*What is being asked*
Rewrite all the rows below with "written like this sample" swapped for "shown in this format" each time it appears, changing nothing else. Leave the pictures out.
# START OF Extracted entries
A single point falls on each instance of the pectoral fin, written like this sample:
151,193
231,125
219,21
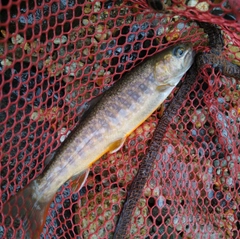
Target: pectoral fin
79,180
115,146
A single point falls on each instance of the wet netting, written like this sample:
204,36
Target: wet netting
56,56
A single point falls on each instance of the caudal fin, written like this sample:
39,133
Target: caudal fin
27,210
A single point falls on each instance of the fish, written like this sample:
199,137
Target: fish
125,106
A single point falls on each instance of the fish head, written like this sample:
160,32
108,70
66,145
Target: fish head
172,63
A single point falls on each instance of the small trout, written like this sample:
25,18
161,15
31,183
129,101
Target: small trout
121,110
# END OF Extracted entries
*Solution for this exercise*
A single point falls on each instance of the pectoral fin, shown in this format:
151,193
231,125
219,21
Target: pectoral fin
79,180
115,146
A single point falls on each instance of the wet netting, shown in this format:
204,36
Target: wet netting
56,56
A single point falls on each instance of the caudal fin, shown in this format:
39,133
Target: caudal fin
27,210
A single point falls on each instance of the fish, shown in this format:
199,137
Target: fish
125,106
A single point falls on each instance of the fish head, shown in this format:
160,32
108,70
66,145
Target: fish head
172,63
A single point falls on each instance of the small trout, shown in this format:
25,18
161,15
31,183
129,101
Target: small trout
121,110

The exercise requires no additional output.